Count the lines in the items below that contain the word "post", and give only that number.
---------------
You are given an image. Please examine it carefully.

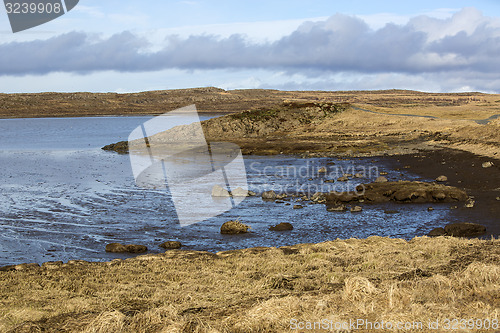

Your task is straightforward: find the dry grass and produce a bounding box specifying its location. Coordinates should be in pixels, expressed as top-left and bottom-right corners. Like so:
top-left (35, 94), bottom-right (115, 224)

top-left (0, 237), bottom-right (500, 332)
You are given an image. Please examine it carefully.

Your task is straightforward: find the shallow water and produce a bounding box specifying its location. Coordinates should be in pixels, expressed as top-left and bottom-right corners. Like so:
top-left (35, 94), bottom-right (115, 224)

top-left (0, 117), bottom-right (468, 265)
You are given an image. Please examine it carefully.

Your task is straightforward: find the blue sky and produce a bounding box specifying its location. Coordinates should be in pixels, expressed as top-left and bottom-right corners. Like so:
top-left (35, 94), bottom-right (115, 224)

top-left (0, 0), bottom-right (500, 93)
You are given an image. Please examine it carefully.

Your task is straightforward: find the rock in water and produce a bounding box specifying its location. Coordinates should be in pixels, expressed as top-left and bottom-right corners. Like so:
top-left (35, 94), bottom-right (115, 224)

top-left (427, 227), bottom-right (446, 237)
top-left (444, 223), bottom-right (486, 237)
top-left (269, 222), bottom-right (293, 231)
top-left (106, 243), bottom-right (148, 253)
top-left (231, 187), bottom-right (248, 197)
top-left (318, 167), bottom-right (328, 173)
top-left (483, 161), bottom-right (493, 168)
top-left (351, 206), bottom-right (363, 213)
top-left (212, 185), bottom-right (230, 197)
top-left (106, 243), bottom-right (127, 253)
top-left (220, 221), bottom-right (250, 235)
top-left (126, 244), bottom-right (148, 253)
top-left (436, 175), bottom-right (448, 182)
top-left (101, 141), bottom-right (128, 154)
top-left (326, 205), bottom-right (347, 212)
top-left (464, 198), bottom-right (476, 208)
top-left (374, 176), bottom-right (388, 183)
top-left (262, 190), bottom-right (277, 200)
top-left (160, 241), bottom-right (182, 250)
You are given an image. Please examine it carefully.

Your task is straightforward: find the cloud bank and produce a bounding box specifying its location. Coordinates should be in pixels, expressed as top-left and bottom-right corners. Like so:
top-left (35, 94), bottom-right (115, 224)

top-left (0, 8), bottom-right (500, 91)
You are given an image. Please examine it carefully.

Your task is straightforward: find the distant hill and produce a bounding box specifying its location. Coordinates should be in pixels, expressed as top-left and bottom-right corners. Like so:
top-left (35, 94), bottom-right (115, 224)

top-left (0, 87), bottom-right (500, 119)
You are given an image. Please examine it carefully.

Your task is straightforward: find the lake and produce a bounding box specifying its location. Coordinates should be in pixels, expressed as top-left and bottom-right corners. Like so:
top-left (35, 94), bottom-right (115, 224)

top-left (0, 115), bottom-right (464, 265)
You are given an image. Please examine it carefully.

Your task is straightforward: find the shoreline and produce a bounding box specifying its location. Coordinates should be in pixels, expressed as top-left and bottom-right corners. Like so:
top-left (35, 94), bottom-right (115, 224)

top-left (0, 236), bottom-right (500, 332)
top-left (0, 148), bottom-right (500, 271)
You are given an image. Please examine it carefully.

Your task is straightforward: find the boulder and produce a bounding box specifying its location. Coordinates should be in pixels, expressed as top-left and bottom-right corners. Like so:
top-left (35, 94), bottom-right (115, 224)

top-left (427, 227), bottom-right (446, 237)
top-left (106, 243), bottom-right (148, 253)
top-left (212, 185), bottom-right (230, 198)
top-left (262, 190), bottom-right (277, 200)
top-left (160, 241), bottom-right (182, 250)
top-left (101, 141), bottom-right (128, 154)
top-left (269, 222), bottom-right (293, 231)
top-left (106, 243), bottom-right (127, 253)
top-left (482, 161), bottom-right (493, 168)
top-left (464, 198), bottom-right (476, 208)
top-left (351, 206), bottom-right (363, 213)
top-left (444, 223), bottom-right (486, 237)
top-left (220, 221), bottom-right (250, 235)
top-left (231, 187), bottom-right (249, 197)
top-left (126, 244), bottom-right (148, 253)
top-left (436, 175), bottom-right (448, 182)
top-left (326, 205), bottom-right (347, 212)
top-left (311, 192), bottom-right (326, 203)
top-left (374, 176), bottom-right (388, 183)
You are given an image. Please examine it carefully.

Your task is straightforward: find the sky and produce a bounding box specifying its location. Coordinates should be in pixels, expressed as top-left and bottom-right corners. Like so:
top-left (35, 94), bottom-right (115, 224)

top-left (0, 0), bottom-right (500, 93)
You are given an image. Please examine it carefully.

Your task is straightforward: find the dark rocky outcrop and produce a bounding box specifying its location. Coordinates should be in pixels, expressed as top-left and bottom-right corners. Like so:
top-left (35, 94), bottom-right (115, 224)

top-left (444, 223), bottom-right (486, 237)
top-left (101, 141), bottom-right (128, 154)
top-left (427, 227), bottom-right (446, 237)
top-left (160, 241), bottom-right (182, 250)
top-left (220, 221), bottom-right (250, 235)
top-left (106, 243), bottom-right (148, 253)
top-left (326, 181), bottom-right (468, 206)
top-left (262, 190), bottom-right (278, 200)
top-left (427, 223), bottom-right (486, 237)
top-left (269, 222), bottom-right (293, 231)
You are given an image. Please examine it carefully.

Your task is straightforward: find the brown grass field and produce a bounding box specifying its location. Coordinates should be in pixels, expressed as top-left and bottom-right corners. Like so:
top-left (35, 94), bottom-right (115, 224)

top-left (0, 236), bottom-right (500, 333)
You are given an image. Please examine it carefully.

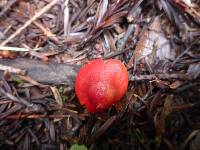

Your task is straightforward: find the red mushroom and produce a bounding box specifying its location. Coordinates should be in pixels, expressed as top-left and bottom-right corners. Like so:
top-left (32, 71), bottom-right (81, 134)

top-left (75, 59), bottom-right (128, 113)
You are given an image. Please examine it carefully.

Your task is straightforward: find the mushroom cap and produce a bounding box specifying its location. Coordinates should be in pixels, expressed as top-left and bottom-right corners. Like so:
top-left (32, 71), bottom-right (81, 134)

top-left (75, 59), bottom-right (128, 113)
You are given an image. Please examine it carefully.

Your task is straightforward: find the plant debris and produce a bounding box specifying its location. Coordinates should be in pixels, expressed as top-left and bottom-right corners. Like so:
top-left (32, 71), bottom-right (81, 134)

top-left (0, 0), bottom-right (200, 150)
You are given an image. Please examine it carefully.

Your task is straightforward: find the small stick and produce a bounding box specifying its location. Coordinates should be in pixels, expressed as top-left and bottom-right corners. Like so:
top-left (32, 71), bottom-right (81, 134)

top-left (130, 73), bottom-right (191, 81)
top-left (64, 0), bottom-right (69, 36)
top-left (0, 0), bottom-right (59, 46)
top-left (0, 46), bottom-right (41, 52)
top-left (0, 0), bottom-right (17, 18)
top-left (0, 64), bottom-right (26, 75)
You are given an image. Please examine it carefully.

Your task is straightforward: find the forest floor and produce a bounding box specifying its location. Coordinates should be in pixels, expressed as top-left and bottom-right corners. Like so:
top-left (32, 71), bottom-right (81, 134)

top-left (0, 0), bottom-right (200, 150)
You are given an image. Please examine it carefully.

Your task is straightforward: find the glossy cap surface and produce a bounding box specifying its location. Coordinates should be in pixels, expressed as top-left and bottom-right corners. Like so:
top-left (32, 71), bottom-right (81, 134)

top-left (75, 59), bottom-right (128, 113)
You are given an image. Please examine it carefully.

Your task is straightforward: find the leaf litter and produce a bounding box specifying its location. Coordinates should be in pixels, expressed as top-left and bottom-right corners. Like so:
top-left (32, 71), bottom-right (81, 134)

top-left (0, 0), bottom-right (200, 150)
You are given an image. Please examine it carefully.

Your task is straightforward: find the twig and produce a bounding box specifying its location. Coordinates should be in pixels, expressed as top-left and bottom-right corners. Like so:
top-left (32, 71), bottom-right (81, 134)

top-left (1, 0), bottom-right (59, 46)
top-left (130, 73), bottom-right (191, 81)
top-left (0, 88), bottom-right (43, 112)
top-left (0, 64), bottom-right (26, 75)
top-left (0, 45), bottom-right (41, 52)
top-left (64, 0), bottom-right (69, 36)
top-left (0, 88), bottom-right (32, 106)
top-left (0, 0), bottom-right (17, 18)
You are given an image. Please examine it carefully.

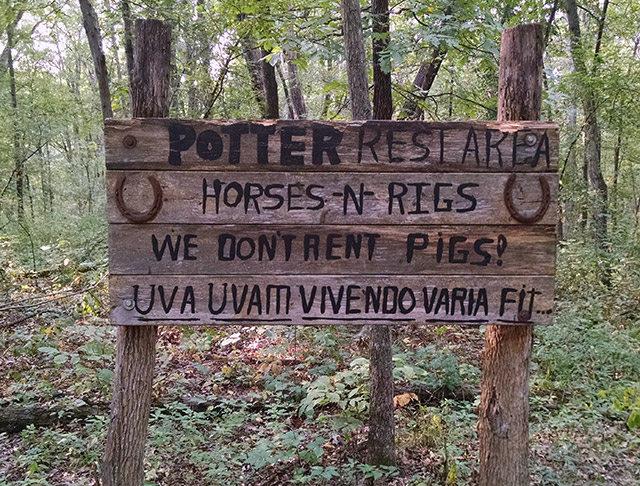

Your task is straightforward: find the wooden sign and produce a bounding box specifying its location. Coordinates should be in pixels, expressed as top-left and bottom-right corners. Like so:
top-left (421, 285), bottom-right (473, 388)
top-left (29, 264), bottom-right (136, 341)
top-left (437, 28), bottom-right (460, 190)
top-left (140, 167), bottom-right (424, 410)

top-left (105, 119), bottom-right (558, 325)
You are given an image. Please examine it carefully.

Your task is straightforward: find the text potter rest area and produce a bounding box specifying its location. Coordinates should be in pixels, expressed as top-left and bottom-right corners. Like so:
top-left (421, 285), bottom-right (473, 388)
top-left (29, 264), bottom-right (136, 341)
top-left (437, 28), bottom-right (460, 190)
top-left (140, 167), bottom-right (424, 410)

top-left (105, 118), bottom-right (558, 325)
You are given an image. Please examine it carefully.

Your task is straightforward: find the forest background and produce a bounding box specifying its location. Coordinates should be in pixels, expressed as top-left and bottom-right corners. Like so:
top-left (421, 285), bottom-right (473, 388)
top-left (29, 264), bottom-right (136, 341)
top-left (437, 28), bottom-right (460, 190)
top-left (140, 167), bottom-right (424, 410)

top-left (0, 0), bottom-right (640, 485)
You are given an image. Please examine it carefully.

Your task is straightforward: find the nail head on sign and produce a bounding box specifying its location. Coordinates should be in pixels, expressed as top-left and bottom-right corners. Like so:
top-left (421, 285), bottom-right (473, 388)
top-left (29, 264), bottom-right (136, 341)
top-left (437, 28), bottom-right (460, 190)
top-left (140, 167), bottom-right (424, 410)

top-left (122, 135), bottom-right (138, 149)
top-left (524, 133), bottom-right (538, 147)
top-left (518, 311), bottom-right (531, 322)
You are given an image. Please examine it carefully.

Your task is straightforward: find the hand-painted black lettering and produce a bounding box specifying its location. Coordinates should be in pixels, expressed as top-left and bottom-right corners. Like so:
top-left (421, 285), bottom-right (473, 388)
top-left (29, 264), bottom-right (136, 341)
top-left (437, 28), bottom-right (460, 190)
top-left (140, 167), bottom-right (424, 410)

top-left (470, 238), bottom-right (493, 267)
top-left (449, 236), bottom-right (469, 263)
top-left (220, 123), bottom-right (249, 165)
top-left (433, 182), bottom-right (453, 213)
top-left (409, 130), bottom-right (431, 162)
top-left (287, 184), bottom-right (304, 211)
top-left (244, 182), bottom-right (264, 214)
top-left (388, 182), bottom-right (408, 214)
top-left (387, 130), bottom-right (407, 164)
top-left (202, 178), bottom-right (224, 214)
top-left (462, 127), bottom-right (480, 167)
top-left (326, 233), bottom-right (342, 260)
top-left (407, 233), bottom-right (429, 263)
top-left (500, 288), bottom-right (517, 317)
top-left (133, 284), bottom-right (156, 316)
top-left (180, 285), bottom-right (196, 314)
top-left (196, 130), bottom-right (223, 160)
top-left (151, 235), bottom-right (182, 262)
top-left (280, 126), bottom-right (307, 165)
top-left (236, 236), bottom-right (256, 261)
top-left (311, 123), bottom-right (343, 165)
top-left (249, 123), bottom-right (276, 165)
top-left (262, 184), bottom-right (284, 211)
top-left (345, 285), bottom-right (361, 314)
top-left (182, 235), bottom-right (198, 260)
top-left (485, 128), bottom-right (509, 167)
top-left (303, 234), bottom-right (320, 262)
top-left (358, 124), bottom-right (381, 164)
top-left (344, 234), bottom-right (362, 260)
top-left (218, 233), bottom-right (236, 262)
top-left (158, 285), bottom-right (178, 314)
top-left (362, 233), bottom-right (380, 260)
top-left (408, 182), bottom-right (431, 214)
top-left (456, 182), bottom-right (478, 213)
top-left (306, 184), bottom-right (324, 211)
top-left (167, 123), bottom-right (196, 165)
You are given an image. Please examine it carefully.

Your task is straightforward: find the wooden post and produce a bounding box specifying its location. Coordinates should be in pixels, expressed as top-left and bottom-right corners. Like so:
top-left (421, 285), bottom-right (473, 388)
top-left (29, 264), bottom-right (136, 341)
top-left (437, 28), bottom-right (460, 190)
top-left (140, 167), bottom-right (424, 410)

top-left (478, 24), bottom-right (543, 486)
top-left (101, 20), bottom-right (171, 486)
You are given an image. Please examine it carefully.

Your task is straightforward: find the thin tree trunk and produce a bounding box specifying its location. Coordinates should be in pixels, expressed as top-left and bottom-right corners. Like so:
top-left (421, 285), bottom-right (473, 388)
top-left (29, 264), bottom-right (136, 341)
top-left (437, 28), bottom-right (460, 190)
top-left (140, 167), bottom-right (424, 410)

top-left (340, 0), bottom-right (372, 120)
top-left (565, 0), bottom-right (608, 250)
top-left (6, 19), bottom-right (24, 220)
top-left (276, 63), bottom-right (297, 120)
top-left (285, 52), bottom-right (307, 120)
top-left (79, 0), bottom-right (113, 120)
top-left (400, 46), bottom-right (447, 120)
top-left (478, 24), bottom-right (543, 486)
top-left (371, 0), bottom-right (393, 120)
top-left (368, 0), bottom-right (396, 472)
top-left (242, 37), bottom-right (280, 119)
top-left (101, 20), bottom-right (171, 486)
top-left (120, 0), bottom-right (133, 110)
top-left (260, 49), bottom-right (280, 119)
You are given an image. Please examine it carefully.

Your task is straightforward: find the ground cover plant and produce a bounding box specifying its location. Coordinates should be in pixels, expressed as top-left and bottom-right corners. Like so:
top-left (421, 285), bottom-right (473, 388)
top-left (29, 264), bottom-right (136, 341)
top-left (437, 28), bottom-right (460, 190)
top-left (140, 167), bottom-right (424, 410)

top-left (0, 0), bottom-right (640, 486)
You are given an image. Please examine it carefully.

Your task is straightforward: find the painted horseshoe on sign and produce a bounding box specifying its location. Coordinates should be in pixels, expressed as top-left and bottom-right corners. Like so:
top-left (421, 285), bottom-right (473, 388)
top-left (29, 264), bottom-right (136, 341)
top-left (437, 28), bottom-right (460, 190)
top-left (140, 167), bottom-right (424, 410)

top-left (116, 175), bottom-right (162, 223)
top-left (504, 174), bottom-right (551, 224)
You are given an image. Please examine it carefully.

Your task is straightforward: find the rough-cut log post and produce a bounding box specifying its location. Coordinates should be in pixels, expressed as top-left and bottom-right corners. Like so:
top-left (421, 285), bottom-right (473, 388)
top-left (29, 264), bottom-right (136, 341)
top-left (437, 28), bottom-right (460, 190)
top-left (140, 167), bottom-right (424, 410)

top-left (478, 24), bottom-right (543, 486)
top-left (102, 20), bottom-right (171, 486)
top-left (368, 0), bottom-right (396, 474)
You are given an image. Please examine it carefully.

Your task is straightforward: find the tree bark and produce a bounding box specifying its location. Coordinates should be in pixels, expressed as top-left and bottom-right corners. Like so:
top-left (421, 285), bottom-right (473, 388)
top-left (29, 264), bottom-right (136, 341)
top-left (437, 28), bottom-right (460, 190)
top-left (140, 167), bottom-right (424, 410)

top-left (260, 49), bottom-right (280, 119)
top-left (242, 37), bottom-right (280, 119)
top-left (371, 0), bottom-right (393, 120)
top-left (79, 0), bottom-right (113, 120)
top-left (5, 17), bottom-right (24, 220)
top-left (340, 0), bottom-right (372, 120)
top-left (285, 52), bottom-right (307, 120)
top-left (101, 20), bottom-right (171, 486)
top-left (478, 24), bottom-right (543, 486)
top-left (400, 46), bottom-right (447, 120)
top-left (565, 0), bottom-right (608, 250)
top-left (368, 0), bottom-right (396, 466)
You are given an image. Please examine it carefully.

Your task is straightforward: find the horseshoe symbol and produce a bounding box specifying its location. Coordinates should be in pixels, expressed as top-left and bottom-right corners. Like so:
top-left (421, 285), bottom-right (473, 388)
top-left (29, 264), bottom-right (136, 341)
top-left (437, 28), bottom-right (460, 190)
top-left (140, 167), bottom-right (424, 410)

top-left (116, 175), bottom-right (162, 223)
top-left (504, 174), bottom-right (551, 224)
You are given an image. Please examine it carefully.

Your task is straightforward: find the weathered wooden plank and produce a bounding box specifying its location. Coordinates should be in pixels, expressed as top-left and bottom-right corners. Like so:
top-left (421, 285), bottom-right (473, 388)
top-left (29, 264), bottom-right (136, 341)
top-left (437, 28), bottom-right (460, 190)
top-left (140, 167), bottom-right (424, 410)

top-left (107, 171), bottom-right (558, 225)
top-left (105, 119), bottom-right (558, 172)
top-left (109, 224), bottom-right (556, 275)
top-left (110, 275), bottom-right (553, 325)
---------------
Exercise response = 2